INSTRUÇÃO 1:
Segundo o texto do documento, quem assedia constantemente os proprietários de imóveis urbanos a vender seu imóvel?
INSTRUÇÃO 2:
Liste todas as palavras-chave indicadas no texto do documento.

TEXTO DO DOCUMENTO:
◇ ◇ ◇ ◇ ◇

A sociedade contemporânea passa por um momento histórico profundamente marcado pela efemeridade das relações, a fluidez dos paradigmas, a instabilidade e a multiplicidade de formas de se compreender a realidade atual. Ela é notadamente constituída sob a égide das relações capitalistas de produção, o fenômeno da globalização e as práticas neoliberais. As cidades, sendo o grande palco das relações humanas, constitui-se como um espaço de fundamental importância quando pretende-se compreender a interação social hodiernamente. Desta forma, o presente trabalho objetiva estudar a relação estabelecida entre os proprietários de imóveis urbanos que são constantemente assediados por grandes incorporadoras imobiliárias a vender seu imóvel, a luz de conceitos basilares como a sustentabilidade, o multiculturalismo e a identidade. Para tanto, realizou-se uma análise conceitual inicial, a partir da sustentabilidade e da globalização, para na sequência seguir-se o estudo pelo multiculturalismo e a identidade aplicados a um estudo de caso. Conclui-se que morar, muito mais que meramente escolher um local para habitar, mostra-se como uma atitude altamente reveladora do viver humano, carecendo assim, de uma atenção especial, quer seja por parte do aparato jurídico quer seja pelas instituições sociais com o objetivo de se preservar a dignidade humana e oportunizar a construção de uma sociedade sustentável. Palavras-chave: habitação, sustentabilidade, identidade.

◇ ◇ ◇ ◇ ◇

LISTA DE DADOS:
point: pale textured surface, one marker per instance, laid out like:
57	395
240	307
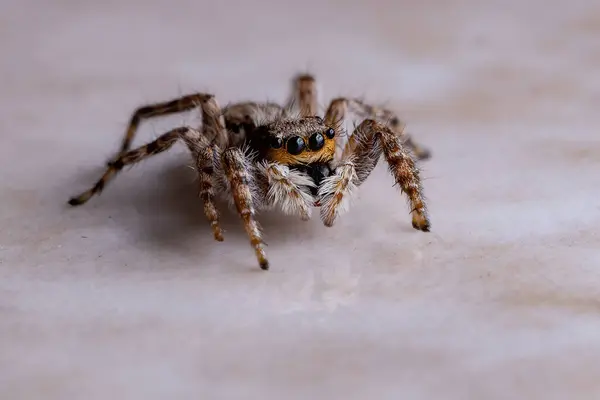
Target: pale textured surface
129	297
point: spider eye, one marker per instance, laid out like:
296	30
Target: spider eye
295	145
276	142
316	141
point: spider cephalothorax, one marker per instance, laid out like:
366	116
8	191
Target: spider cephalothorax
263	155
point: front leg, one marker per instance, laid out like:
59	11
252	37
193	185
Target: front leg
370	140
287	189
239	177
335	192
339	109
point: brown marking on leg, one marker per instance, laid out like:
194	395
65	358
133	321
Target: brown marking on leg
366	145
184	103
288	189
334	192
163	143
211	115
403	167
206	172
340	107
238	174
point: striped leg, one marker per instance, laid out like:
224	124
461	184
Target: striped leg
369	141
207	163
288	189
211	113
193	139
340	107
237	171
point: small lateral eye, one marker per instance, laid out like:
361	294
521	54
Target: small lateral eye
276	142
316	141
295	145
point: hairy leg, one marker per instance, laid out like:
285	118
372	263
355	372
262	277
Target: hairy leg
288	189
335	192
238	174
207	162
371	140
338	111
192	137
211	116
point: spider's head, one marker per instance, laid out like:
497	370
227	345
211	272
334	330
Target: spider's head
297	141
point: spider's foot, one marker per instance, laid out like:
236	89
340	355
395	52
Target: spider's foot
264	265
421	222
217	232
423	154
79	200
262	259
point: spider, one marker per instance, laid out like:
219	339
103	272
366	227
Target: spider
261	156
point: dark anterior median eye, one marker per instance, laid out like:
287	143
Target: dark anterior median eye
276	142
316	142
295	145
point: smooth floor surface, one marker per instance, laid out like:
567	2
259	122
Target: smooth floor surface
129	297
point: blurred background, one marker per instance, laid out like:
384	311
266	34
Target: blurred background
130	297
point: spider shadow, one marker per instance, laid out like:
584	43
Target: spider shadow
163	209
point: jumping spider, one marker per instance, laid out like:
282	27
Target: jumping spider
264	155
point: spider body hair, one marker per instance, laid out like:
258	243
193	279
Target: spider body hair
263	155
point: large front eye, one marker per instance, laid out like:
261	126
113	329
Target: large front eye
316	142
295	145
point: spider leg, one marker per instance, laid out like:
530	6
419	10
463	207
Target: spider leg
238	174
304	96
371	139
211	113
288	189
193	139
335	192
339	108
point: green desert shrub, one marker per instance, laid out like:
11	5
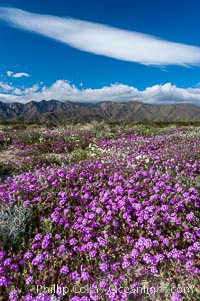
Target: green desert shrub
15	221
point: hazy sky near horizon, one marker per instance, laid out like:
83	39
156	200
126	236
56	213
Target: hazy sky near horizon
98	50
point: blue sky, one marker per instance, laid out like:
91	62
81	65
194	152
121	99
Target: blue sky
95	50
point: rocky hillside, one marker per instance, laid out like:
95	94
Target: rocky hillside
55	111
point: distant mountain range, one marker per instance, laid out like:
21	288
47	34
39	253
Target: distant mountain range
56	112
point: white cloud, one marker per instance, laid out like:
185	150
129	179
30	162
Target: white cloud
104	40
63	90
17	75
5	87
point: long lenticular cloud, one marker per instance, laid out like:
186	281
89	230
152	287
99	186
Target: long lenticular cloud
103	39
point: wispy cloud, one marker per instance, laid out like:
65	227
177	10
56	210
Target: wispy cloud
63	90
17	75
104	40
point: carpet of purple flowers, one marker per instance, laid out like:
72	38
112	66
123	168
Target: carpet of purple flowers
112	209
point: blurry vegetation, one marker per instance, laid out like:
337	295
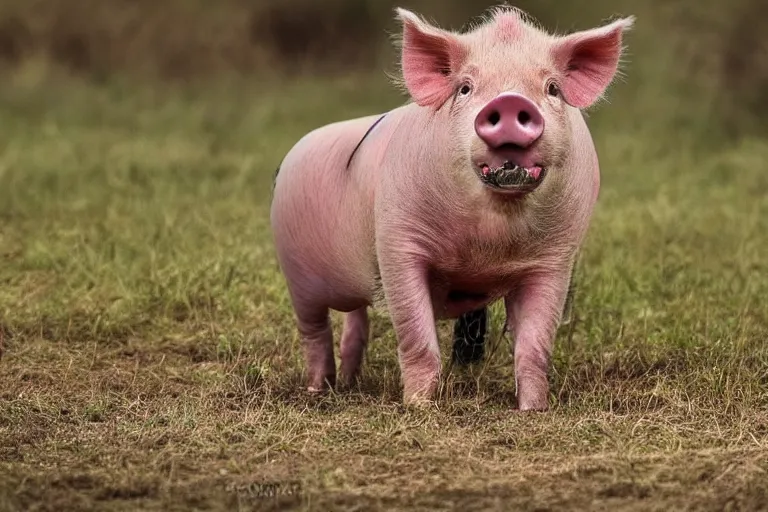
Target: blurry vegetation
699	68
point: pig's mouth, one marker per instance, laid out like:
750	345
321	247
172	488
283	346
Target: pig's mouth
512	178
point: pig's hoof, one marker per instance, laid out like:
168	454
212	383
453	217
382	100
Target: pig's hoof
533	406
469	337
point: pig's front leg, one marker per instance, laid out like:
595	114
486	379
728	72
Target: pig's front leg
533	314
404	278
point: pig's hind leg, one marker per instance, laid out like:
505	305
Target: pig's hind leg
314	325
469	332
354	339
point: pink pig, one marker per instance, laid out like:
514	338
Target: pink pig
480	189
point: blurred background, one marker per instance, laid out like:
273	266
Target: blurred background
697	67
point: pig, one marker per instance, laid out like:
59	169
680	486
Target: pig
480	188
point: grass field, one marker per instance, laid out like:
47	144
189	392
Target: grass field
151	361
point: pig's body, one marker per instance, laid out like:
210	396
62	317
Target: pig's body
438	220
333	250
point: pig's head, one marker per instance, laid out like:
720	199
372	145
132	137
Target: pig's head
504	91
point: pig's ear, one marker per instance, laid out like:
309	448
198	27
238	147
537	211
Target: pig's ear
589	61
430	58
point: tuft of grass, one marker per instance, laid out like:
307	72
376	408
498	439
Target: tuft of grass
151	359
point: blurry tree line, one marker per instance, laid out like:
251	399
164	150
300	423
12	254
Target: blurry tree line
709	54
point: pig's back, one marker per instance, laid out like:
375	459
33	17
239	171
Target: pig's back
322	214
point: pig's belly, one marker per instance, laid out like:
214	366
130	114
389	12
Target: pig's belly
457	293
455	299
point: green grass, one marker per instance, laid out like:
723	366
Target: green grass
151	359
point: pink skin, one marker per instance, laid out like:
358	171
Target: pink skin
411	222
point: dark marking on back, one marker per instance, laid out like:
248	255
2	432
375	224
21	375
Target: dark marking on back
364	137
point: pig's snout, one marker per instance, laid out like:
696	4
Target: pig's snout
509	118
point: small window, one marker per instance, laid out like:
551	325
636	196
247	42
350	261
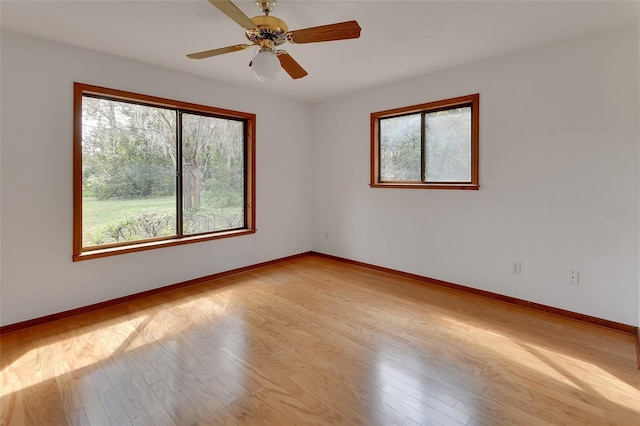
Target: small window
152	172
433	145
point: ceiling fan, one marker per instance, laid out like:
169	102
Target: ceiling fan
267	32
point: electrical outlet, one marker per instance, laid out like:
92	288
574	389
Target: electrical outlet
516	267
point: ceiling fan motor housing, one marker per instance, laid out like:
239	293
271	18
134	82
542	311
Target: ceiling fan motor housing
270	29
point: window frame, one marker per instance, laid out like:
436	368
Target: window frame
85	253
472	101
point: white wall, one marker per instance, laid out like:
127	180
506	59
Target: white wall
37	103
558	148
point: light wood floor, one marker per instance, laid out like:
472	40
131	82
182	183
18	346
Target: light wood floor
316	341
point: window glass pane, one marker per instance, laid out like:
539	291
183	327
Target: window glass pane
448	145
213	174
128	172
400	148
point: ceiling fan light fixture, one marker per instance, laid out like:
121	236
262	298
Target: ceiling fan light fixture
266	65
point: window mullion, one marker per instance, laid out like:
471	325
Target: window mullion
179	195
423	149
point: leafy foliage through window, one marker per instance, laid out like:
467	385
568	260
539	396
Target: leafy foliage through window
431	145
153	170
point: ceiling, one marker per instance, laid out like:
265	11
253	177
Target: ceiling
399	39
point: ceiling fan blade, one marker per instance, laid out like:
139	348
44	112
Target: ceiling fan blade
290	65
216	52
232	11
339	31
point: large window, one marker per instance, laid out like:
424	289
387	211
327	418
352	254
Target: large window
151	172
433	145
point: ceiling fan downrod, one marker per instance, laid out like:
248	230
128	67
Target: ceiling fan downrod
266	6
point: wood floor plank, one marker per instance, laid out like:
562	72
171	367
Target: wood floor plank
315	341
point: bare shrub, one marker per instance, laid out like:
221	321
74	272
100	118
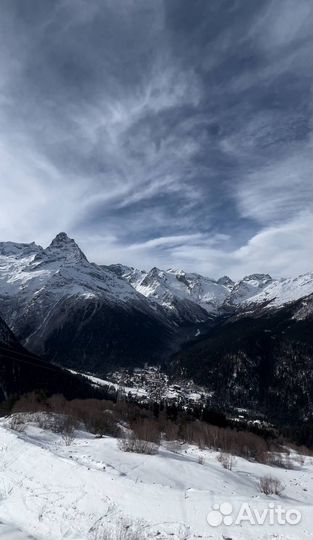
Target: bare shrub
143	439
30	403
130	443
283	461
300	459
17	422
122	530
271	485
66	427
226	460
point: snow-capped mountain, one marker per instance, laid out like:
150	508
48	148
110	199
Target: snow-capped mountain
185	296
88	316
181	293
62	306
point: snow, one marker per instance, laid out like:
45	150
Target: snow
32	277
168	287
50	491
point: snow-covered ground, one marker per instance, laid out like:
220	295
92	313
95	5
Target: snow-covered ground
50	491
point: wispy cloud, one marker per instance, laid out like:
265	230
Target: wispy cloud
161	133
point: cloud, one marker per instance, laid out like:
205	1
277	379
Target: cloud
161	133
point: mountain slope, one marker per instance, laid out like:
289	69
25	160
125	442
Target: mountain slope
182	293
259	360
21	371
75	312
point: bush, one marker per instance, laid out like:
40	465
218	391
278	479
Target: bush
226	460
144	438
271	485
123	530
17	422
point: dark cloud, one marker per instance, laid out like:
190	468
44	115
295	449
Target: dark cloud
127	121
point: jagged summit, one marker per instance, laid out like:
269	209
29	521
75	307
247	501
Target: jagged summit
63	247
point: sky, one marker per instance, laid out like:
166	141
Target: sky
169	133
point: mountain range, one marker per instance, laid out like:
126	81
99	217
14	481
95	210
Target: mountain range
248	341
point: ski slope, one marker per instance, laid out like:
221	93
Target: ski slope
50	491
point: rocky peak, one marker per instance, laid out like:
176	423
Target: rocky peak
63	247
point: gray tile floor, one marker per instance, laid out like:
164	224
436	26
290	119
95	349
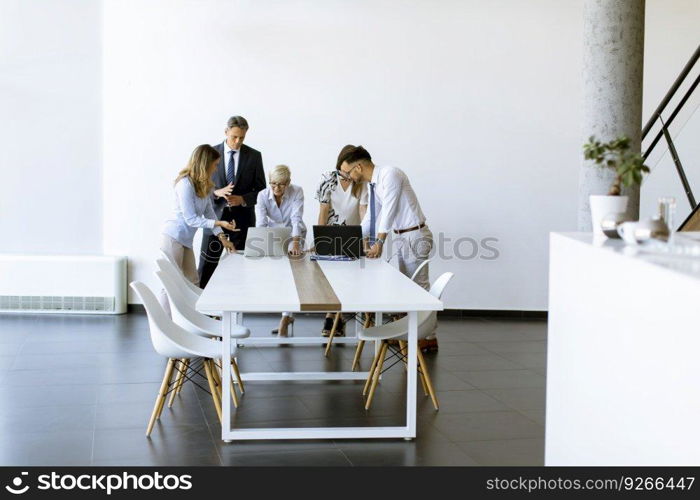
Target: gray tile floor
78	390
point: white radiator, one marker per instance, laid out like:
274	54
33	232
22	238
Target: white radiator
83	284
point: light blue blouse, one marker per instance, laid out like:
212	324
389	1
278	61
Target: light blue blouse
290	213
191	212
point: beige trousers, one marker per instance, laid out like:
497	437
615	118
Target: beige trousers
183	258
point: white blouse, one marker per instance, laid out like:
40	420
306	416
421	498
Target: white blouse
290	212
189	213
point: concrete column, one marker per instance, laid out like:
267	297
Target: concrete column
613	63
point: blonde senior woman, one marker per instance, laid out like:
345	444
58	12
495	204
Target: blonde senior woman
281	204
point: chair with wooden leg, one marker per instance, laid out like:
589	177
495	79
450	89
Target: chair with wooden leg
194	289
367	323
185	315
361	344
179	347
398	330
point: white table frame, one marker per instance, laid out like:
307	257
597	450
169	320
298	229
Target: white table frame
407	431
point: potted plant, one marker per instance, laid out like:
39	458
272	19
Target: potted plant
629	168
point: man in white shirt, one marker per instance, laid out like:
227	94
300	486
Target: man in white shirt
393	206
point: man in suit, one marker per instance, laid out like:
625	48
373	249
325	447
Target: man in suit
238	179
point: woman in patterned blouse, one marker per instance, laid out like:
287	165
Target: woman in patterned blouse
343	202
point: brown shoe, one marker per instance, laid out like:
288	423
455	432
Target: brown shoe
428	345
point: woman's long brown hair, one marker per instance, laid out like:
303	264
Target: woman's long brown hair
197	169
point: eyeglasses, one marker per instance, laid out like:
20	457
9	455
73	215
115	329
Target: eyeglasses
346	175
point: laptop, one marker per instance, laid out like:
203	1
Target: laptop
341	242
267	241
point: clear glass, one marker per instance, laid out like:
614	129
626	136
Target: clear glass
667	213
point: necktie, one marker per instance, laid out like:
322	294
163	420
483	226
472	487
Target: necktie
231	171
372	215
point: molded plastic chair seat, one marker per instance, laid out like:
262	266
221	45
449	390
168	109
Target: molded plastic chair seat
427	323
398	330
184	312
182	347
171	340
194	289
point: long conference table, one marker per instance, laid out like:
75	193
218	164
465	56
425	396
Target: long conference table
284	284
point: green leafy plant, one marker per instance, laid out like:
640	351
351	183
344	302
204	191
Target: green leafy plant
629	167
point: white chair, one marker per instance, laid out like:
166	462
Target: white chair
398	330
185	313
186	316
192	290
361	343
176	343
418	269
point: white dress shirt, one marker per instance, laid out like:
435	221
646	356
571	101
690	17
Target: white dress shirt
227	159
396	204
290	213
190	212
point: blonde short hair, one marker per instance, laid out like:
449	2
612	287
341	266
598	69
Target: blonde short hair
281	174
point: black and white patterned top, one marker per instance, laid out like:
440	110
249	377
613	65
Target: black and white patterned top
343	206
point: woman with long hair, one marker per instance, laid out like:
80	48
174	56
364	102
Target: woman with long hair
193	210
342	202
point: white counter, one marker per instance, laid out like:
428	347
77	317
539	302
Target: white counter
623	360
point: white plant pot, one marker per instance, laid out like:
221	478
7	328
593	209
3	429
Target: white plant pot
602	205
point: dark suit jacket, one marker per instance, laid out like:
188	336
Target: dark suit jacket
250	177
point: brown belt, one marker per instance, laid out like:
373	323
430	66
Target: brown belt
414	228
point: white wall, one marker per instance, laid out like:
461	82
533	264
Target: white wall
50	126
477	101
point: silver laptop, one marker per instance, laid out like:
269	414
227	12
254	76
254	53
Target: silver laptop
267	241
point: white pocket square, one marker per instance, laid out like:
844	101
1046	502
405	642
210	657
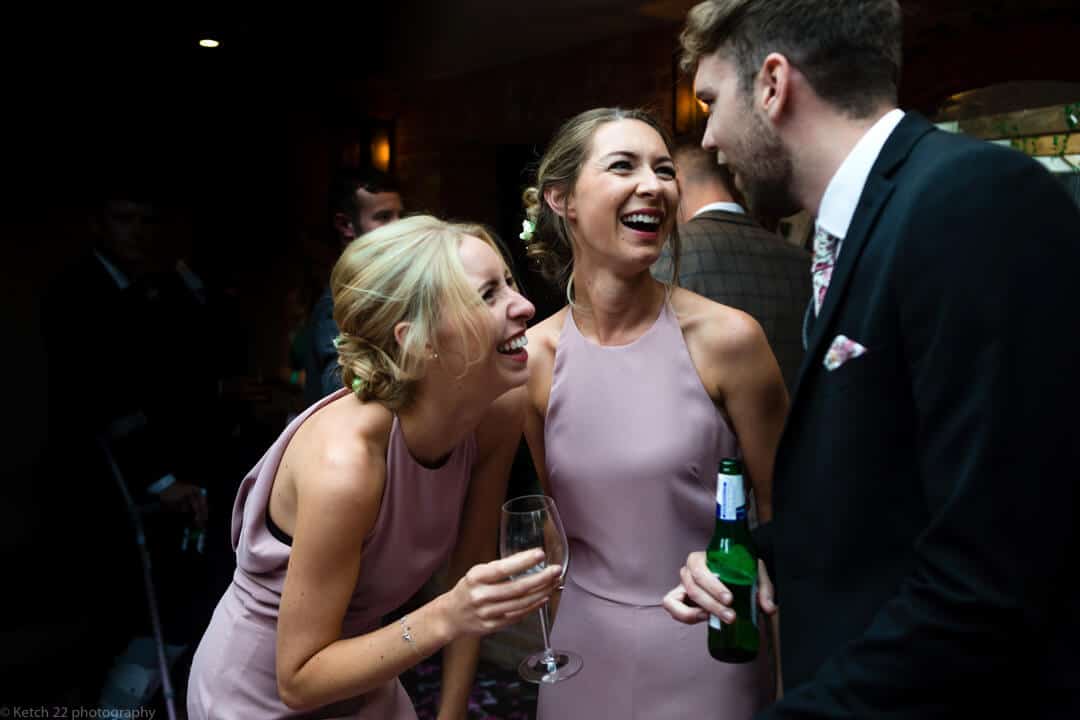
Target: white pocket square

◇ ◇ ◇ ◇ ◇

RESULTADO 1:
Grandes incorporadoras imobiliárias.

RESULTADO 2:
habitação, sustentabilidade, identidade